_Texto proporcionado_:
※ ※ ※

Por Miguel Boyer Salvador, ex ministro de Economía y Hacienda (EL PAÍS, 26/03/09):
Nos hallamos en un punto crucial de la crisis: la situación en la que la concesión de créditos se paraliza o, incluso, se contrae.
En un estudio famoso de junio de 1983, Ben Bernanke -el actual presidente de la Fed- demostró que la Gran Depresión de 1929 no tuvo la profundidad y la duración desastrosa que conocemos por falta de liquidez, como era la tesis de Friedman, sino por la contracción del crédito bancario a los empresarios y a los particulares.
Esto, según Bernanke, alargó la crisis en dos años más de lo que podía haber durado. En consecuencia, desde 1930 hasta 1933 y en cifras acumuladas, el PIB norteamericano cayó un 27% -lo mismo que el empleo y el consumo-, la inversión un 77% y la Bolsa un 82%. Quebró una cuarta parte de los bancos americanos y Roosevelt, apenas llegado a la presidencia, tuvo que declarar una “vacación bancaria” (suspensión del reembolso de los depósitos) en marzo de 1933, e inyectar inmediatamente 1.000 millones de dólares para recapitalizar a las entidades.
Casi nadie piensa seriamente que la presente recesión puede alcanzar una caída de tal magnitud. Es evidente, sin embargo, que la dimensión de la crisis financiera y el efecto depresivo de la caída del valor de los activos mobiliarios e inmobiliarios sobre el consumo, la inversión y el empleo, deben tomarse con la mayor preocupación y combatirse con los instrumentos más potentes que nos dan la experiencia y la teoría económica.
Para frenar la caída, y, luego, impulsar la demanda agregada -ahora casi en caída libre- se han puesto en juego medidas de política presupuestaria (gasto de inversión, reducción de algunos ingresos fiscales, ayudas a los sectores más dañados), enérgicamente en Estados Unidos, modestamente en Europa y, en particular, en España. Asimismo, los bancos centrales han ido aumentando la liquidez y bajando los tipos de interés. Entre los grandes bancos centrales -la Fed, el Banco de Inglaterra, el Banco de Japón- el Banco Central Europeo se ha destacado notablemente por su falta de agudeza y perspicacia en el análisis de la situación, subiendo los tipos de interés todavía en julio de 2008 y, declarando, ¡a mediados de septiembre pasado!, “que había unanimidad entre los gobernadores de su consejo en no bajar el tipo de interés”. Es lamentable, porque las medidas monetarias tardan muchos meses en hacer todo su efecto y hay que utilizarlas lo antes posible.
Afortunadamente, por el impacto de la caída del grande y centenario banco norteamericano Lehman Brothers y por los problemas que siguieron, el BCE se puso en marcha y ha resuelto en gran parte la falta de liquidez en Europa.
Sin embargo, la liquidez abundante y los bajos tipos no resuelven el problema, crucial en esta fase de la crisis, que es el de facilitar y reactivar el crédito bancario. La interpretación de Bernanke sobre la tremenda responsabilidad del credit crunch en la profundización de la Depresión de 1929, es una advertencia que no debemos olvidar ni un momento.

※ ※ ※

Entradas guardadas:
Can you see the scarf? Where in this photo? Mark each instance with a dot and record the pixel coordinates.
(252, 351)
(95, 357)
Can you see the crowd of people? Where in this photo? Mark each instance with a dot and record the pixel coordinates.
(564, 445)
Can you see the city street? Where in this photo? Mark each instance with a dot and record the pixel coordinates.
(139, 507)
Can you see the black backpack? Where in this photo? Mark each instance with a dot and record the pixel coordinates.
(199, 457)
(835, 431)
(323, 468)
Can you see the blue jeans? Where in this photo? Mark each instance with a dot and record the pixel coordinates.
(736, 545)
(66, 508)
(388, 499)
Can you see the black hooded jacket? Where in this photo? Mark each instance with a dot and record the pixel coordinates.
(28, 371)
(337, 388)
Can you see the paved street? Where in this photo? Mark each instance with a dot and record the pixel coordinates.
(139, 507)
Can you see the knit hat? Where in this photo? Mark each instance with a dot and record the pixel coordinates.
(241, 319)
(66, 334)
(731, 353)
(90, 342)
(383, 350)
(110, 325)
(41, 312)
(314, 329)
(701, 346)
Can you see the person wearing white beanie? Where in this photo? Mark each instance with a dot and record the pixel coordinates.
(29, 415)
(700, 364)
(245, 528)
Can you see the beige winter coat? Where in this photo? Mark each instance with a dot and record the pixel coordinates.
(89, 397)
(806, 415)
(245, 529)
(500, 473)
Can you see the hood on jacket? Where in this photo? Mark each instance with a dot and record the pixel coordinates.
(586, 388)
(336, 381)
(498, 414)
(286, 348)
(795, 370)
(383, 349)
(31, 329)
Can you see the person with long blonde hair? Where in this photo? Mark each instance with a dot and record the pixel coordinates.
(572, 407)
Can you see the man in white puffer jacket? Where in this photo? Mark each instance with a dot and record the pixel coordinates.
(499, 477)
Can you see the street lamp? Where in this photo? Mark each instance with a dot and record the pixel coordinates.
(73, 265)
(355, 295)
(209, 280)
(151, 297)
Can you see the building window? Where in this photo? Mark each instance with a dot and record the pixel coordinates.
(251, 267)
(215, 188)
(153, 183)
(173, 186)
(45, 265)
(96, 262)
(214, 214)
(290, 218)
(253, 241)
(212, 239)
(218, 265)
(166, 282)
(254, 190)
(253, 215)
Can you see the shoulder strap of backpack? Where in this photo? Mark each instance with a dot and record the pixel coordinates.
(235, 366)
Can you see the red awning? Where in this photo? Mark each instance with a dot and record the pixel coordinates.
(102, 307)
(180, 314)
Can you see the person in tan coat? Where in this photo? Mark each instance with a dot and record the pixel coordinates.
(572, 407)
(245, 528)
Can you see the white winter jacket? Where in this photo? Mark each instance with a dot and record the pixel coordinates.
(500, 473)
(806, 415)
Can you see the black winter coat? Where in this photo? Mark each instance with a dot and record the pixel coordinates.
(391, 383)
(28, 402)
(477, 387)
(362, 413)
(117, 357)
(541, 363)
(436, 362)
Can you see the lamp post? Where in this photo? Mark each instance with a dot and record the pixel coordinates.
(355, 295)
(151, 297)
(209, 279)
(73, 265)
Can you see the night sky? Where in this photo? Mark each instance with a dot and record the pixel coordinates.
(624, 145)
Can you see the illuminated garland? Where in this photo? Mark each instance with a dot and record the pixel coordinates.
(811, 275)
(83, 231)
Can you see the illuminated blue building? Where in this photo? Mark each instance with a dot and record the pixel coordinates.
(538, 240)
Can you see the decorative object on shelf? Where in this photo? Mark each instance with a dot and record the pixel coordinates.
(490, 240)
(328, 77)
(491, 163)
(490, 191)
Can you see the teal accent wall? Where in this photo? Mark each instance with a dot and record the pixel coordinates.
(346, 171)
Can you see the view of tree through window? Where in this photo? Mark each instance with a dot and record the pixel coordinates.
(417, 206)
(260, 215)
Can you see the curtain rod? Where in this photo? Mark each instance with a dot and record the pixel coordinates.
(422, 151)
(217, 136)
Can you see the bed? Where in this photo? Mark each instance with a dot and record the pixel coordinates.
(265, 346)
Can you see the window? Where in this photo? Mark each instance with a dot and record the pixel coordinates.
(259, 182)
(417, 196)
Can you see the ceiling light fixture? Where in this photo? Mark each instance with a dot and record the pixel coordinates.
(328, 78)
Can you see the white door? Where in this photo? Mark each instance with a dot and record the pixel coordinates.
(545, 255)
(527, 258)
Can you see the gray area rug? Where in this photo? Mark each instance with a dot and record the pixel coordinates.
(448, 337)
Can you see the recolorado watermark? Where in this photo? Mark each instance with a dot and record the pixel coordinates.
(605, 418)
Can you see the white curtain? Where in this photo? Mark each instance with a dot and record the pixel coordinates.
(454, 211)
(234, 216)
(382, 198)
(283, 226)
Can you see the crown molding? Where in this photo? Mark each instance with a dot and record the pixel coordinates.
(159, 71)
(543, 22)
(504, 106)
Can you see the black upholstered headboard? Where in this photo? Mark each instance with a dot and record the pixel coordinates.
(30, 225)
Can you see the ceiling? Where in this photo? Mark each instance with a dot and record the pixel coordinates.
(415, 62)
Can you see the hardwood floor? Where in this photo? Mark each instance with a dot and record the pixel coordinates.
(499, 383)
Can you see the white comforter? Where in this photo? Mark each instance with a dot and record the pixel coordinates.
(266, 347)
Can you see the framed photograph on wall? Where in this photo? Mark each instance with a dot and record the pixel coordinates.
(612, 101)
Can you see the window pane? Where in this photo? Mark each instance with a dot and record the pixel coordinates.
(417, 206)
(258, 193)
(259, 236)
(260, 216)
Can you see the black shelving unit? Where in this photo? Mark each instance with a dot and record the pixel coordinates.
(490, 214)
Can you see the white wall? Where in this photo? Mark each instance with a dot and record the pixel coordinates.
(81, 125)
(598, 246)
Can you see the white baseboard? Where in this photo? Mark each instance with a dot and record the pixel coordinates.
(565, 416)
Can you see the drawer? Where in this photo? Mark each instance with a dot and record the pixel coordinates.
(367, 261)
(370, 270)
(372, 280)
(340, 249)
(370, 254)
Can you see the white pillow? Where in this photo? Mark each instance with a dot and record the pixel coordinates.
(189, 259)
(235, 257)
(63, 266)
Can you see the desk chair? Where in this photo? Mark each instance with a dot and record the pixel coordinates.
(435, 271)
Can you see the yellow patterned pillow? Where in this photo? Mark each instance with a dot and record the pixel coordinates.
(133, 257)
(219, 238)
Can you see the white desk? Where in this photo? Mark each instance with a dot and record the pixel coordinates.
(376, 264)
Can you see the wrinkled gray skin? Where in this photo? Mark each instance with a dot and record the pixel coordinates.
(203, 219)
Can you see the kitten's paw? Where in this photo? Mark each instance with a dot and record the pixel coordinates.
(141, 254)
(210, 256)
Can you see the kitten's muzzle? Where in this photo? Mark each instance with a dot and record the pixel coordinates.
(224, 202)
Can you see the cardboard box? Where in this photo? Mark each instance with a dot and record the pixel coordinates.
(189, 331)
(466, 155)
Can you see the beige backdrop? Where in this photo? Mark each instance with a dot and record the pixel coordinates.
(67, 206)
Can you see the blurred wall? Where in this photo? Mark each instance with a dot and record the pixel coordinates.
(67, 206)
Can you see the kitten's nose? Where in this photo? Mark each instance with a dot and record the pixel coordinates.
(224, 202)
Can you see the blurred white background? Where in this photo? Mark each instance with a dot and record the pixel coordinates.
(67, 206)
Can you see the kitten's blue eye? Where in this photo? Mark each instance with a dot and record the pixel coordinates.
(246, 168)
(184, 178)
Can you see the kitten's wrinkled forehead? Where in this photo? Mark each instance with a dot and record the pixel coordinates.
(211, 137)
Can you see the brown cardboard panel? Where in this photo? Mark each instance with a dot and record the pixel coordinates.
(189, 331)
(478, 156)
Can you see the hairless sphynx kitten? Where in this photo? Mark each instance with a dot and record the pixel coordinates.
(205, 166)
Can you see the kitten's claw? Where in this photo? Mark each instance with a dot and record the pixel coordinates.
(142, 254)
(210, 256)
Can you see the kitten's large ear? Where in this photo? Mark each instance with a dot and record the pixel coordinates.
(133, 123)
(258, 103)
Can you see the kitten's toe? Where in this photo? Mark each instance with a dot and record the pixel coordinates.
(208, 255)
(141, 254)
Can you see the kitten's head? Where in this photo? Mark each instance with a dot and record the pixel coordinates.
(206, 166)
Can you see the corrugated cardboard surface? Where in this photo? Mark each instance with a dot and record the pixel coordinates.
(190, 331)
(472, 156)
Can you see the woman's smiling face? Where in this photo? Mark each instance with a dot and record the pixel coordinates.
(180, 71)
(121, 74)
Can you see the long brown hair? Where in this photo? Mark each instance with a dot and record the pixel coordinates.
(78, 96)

※ ※ ※

_Tareas y ejercicios_:
1. Edita los registros a partir de la línea que contiene "Can you see the kitten's large" y hasta el final de los registros. Reproduce esas líneas cambiando "kitten's" por "cat's" y sin alterar nada más.
2. Prosigue, por favor, el artículo sobre la contracción del crédito bancario en la crisis a partir de su último párrafo.

_Respuestas del ejercicio_:
1.
Can you see the cat's large ear? Where in this photo? Mark each instance with a dot and record the pixel coordinates.
(133, 123)
(258, 103)
Can you see the cat's toe? Where in this photo? Mark each instance with a dot and record the pixel coordinates.
(208, 255)
(141, 254)
Can you see the cat's head? Where in this photo? Mark each instance with a dot and record the pixel coordinates.
(206, 166)
Can you see the corrugated cardboard surface? Where in this photo? Mark each instance with a dot and record the pixel coordinates.
(190, 331)
(472, 156)
Can you see the woman's smiling face? Where in this photo? Mark each instance with a dot and record the pixel coordinates.
(180, 71)
(121, 74)
Can you see the long brown hair? Where in this photo? Mark each instance with a dot and record the pixel coordinates.
(78, 96)

2.
Me parece tan importante que no he parado de recalcar -desde una entrevista en Abc el 26 de octubre de 2008, hasta otra en La Vanguardia el 8 de este mes- que es imprescindible y urgente aliviar a los bancos de una parte considerable de los activos dañados que figuran en su balance. El riesgo en que incurrieron aquéllos, con créditos dados en el pasado sobre garantías ahora devaluadas, crece con el tiempo y es una rémora que puede seguir paralizando el flujo necesario de nuevos préstamos.
Las fórmulas para aliviar la “infección” de los activos tienen que descansar, ineluctablemente, en que el Estado asuma una parte de las pérdidas implícitas y sean cuales sean las soluciones adoptadas, sus defectos serán menos nocivos que un alargamiento del periodo de sequía de créditos, que sería lo más “tóxico” para toda la economía.
Apenas enviadas las líneas anteriores a EL PAÍS, se ha conocido un plan del Tesoro de Estados Unidos para afrontar el fundamental problema de los activos “tóxicos” con un nuevo enfoque, tras los fracasados intentos del anterior secretario Paulson. Como el programa constituye una iniciativa de “manos a la obra”, que parte de consideraciones semejantes a las que yo hacía en lo escrito, me ha parecido coherente añadir unos comentarios a la propuesta, conocida el martes pasado.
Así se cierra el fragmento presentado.